### EXTRACT
The addition of a proton therapy center is an incredible enhancement to a center's robust cancer service line, but a multi-room center could also incur a financial and patient volume burden needed to fill each of those rooms. Clinically and financially, for many centers, it just doesn't make sense. 

Mevion approached this challenge with a groundbreaking idea:

A true single-room proton system housing the treatment room, 17-ton superconducting cyclotron on a rotating gantry, and all of the supportive equipment into a singular, self-contained bunker.

That was some serious in-the-box thinking. But what if a single-room center doesn't provide enough capacity to meet the needs of their patients? Or what if a health system's patients are located over a wide geographical area? And as with the first center in St. Louis, the center decided to build two side-by-side proton vaults and only initially install one system. 

But why wait to install the second system? 

The earliest proton therapy centers all had three or more treatment rooms connected to the same cyclotron. Almost all these centers have failed to make full use of their capacity. Many centers have struggled and continue to struggle with the financial burden this sizable initial investment has put on the project. In short, in proton therapy, it is unwise to push an organization toward financial stress. Actual patient volume needs and program growth should drive financials, not the other way around. Mevion's compact systems have made it easier to plan and add more rooms later at a reduced facility cost.

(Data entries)

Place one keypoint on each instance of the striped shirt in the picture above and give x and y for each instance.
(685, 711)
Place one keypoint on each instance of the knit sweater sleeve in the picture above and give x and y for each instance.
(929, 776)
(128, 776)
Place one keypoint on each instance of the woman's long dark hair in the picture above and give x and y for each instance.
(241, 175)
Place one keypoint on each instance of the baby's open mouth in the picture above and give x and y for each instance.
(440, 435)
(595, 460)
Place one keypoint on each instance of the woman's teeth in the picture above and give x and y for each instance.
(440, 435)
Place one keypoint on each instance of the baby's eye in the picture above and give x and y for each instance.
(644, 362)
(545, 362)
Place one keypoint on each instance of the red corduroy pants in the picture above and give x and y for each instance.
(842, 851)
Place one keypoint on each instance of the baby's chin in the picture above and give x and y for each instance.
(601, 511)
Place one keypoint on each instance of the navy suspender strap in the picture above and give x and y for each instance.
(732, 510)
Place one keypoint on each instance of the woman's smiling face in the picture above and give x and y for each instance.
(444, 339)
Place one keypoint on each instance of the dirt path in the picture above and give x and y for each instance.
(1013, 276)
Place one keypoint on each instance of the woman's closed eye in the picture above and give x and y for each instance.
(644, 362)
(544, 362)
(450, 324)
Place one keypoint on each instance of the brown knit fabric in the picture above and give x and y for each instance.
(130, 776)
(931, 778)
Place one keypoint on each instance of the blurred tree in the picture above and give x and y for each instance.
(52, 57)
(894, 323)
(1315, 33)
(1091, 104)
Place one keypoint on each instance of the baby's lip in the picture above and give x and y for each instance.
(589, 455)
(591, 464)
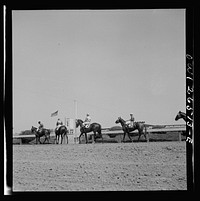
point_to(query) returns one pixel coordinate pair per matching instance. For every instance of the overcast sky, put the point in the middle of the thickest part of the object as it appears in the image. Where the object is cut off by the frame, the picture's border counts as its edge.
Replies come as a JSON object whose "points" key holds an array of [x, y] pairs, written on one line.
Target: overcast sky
{"points": [[113, 62]]}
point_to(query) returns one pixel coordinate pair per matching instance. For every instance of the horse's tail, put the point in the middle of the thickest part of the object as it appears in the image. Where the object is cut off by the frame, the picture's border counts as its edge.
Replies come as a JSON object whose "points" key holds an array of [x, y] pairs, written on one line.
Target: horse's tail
{"points": [[145, 132], [99, 130]]}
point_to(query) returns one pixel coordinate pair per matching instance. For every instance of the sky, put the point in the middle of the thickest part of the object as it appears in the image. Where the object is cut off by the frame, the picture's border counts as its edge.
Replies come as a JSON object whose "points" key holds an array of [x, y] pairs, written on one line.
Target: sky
{"points": [[112, 62]]}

### TASKS TO PERFORM
1/ Answer these questions using the proton therapy text:
(a) What is the weight of the superconducting cyclotron on the rotating gantry?
(b) How many treatment rooms did the earliest proton therapy centers all have?
(c) What does the text say should drive financials?
2/ Continue the proton therapy text from where it stops.

### RESPONSES PER TASK
1/
(a) 17 tons.
(b) Three or more, all connected to the same cyclotron.
(c) Actual patient volume needs and program growth.

2/
Non-Staged Multi-room Approach

Staged 1+1 Approach

There are many reasons why treatment rooms should be added at the time they are needed:

  • Reduce financial risk. Bunkers and beam-lines are built several years before they start generating revenue. Adding unneeded financial burdens and risks to a project has never made sense.
  • It takes time to ramp up patient numbers. Expertise needs to be built, people hired, internal patients selected, and external patients referred. In practice, it is not uncommon for organizations requiring more than two to three years before they can even consider expanding opening hours beyond what is typical for the department.
  • Prior experience helps. Both the building, installation time, commissioning, and the ramp-up phase will be considerably shorter for a second treatment room when the organization is experienced and up to speed — both of which also have considerable financial benefits.
  • Finally, more capacity may, in the end, not be needed. Or perhaps it does, but not at the same location. A second system installation allows increased access to proton therapy by adding a second center in a new area. 

While St. Louis is the first center with two Mevion systems, several other sites have followed this approach, having planned a second room at the time of the first to accommodate expansion as needed. 

Minimized Technology Risks

The first compact system, the MEVION S250, has treated hundreds of patients with a wide range of cancers, including brain, CNS, breast, head and neck, and lung. The center also supports the local pediatric hospital. 

When a strategic decision is made to expand the capacity of a proton center, the clinical and leadership teams must ensure they have the latest technological advancements and applications that can increase the clinical benefits of proton therapy even further. In the six years since its first system, Mevion's proton delivery technology had advanced with the introduction of HYPERSCAN Pencil Beam Scanning.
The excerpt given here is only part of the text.